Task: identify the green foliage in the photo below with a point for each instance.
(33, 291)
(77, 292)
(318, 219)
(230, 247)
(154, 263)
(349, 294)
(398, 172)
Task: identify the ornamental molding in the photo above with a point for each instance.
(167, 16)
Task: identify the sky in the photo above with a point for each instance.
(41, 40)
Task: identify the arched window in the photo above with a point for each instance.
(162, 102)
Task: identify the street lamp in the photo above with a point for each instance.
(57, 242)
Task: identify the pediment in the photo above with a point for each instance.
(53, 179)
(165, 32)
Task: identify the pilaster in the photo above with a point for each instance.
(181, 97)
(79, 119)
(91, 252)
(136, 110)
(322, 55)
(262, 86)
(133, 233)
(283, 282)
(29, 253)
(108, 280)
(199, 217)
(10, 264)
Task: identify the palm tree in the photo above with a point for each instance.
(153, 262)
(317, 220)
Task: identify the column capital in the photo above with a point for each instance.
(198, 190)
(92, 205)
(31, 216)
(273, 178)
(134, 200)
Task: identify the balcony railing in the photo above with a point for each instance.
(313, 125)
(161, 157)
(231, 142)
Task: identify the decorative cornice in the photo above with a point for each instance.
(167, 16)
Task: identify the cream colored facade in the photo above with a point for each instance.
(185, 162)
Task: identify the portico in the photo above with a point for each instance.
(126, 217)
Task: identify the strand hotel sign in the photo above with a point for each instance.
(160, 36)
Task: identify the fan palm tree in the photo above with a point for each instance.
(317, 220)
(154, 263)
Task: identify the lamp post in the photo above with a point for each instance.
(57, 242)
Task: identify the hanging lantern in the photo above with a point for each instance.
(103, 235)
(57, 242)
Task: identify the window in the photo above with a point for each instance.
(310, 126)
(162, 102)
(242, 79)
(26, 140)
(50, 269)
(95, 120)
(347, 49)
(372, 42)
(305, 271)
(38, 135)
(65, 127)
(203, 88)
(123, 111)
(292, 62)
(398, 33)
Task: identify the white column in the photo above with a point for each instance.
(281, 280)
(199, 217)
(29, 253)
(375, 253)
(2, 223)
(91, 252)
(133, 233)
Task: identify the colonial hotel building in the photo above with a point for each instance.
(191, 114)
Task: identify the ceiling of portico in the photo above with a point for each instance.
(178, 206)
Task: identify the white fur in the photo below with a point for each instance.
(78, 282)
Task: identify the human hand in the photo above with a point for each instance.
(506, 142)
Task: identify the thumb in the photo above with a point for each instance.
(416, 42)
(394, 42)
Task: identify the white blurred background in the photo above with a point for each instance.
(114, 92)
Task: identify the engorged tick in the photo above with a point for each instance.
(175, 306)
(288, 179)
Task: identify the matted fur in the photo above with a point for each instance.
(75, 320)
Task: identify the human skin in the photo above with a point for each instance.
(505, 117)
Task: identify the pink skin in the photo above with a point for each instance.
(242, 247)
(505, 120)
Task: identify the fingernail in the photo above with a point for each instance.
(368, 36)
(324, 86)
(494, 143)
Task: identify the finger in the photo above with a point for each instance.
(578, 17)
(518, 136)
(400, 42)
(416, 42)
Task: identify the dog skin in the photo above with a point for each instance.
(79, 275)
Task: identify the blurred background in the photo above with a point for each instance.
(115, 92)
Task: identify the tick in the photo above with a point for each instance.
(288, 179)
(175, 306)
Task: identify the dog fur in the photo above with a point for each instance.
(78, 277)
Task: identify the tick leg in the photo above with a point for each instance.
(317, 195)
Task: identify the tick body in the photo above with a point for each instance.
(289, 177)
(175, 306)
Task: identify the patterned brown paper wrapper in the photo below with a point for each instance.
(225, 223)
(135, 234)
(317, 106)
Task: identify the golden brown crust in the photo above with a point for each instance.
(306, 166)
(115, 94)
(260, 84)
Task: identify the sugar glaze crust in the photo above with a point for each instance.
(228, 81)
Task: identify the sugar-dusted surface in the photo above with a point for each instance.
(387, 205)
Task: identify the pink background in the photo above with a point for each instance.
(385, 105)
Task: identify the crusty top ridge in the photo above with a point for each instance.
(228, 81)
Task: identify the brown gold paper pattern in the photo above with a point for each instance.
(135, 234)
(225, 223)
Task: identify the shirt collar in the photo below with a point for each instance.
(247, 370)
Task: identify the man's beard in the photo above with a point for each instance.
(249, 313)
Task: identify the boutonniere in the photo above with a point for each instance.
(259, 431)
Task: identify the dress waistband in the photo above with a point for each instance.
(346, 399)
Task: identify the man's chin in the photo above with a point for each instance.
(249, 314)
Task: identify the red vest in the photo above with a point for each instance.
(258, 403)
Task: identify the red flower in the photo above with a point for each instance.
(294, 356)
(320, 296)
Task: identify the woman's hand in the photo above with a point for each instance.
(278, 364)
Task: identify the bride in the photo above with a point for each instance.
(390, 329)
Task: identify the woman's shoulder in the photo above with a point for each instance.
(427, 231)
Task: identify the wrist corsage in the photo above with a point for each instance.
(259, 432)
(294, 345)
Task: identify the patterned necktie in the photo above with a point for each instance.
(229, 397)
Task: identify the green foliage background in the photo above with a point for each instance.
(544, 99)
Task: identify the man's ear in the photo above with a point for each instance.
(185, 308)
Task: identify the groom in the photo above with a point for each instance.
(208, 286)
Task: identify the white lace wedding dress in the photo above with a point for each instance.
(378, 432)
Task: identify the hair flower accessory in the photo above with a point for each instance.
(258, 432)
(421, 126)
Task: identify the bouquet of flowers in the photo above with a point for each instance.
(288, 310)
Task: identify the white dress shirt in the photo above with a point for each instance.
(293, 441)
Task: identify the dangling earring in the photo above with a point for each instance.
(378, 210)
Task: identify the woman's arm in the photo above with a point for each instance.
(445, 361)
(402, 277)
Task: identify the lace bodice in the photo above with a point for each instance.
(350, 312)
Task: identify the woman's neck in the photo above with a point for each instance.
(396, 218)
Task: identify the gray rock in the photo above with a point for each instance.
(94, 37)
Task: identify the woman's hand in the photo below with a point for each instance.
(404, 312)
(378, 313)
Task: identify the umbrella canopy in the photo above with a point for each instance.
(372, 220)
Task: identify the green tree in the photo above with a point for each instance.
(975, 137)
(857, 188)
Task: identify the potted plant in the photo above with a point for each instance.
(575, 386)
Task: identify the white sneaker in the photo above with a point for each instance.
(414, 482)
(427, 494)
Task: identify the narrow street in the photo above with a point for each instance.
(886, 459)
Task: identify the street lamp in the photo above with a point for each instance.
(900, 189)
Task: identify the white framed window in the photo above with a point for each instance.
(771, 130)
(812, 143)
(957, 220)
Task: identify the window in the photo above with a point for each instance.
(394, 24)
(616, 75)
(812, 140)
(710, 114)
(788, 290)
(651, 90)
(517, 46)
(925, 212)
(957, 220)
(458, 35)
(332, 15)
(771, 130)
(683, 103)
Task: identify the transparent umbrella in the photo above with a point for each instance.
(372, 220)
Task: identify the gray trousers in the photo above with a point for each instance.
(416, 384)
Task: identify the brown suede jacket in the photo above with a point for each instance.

:: Required work ::
Beginning with the line that contains "Task: identify the bouquet", repeat every line through the end of the records and nothing more.

:: The completed task ::
Task: identify the bouquet of flowers in the photo above with a point for each instance.
(288, 310)
Task: identify the white dress shirt in the photo above with a point for each instance.
(293, 441)
Task: identify the dangling earring in the photo above with a point for each instance.
(378, 210)
Task: identify the woman's arm in the photo above with a point for each instance.
(445, 361)
(402, 277)
Task: identify the lace bodice in the photo above with a point for each instance.
(350, 312)
Task: identify the woman's neck in the photo above with a point for each instance.
(396, 218)
Task: identify the gray rock in the photo above with a point for each instance.
(94, 37)
Task: identify the woman's hand in the photo below with a point for each instance.
(404, 312)
(378, 313)
Task: identify the umbrella canopy in the photo above with a point for each instance.
(372, 220)
Task: identify the green tree in the photo above with a point for each instance.
(975, 137)
(857, 188)
Task: identify the potted plant in the photo above with a point for each instance.
(575, 386)
Task: identify the white sneaker in the photo above with a point for each instance.
(414, 482)
(427, 494)
Task: identify the narrow street in the photo above with a point for each instance.
(886, 459)
Task: identify the street lamp in the photo above with a point for each instance.
(900, 189)
Task: identify the white framed window in the photo above with a point for each instance.
(771, 130)
(812, 143)
(957, 220)
Task: identify the window in the photo above with a point for each instance.
(394, 24)
(616, 75)
(812, 140)
(710, 114)
(788, 290)
(651, 90)
(517, 46)
(925, 212)
(957, 220)
(458, 35)
(332, 15)
(771, 130)
(683, 103)
Task: identify the transparent umbrella in the photo above with a point for each instance.
(372, 220)
Task: identify the gray trousers in the photo above with a point for each instance.
(416, 384)
Task: identify the brown suede jacket in the photo above with a point for each instance.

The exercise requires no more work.